[BEGIN]

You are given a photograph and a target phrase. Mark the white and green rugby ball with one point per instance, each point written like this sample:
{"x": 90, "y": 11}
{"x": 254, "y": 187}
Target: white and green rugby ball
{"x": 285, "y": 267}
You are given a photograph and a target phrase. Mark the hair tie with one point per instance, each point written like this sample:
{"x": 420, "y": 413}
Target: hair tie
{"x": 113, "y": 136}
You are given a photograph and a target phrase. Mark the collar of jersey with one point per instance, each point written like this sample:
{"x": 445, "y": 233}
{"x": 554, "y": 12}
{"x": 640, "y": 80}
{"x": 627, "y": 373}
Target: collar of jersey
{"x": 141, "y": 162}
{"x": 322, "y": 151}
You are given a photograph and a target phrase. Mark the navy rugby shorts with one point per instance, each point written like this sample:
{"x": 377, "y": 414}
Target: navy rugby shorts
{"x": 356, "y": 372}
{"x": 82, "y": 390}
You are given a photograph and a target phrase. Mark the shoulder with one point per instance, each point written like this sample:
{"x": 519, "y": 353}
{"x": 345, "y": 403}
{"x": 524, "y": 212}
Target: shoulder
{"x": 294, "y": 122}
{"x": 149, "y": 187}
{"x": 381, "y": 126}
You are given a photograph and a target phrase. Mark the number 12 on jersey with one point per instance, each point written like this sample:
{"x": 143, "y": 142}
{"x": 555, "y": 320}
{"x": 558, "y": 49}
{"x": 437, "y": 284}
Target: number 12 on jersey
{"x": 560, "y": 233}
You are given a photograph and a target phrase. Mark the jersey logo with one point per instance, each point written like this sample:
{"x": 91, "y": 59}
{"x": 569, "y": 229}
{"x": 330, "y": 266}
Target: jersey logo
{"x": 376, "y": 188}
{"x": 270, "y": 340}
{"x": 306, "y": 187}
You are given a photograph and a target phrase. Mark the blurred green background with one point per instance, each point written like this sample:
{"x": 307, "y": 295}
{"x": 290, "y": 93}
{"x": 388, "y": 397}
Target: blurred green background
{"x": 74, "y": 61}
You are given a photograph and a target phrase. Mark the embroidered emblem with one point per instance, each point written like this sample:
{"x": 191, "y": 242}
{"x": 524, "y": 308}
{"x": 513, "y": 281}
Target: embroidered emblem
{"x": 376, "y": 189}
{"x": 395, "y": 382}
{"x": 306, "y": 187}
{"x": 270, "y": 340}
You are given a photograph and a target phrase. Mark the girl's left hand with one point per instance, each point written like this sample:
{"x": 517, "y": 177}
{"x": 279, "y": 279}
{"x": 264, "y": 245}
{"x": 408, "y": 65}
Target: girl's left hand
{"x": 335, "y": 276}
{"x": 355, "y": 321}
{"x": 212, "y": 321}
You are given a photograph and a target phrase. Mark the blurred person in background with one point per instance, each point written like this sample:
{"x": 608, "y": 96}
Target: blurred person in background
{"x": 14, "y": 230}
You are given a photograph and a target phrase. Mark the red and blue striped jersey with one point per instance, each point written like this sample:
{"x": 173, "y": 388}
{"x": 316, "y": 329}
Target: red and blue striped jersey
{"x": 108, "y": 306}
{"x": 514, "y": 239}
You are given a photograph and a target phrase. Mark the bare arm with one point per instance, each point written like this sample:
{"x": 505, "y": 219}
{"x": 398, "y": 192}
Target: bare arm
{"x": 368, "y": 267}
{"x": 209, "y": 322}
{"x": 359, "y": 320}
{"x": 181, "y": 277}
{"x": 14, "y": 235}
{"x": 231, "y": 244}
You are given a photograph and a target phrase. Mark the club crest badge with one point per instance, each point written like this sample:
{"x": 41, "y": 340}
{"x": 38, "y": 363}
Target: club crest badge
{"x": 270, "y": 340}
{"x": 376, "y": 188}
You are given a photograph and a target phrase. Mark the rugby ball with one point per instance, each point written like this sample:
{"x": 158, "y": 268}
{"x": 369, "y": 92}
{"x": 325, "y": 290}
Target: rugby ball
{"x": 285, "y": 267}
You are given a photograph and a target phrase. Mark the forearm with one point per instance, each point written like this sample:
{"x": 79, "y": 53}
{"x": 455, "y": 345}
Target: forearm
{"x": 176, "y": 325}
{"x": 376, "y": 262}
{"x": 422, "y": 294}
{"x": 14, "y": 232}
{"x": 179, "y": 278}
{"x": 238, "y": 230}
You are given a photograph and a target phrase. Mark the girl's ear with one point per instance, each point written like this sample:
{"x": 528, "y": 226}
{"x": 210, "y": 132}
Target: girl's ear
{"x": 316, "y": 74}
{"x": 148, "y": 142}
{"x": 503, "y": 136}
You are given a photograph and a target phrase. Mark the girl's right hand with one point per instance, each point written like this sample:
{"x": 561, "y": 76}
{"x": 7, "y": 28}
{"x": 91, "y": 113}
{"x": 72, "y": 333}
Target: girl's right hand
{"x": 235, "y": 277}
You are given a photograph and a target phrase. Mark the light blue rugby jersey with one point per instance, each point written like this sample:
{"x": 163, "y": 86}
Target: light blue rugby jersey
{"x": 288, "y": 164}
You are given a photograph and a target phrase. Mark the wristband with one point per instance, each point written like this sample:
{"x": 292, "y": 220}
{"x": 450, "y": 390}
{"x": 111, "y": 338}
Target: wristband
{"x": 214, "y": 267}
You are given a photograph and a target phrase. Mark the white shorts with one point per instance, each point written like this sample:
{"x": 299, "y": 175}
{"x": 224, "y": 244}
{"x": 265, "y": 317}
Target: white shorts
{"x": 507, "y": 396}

[END]

Problem description =
Rewrite the data from the line with "the girl's left" up to and including the line with "Target: girl's left hand", putting "right hand" in place of "left hand" and keeping everything else the same.

Finished task =
You are given a photograph and a target phrase. Mark the girl's right hand with one point per instance, each point written like this sample:
{"x": 517, "y": 177}
{"x": 279, "y": 279}
{"x": 264, "y": 245}
{"x": 408, "y": 65}
Target: girl's right hand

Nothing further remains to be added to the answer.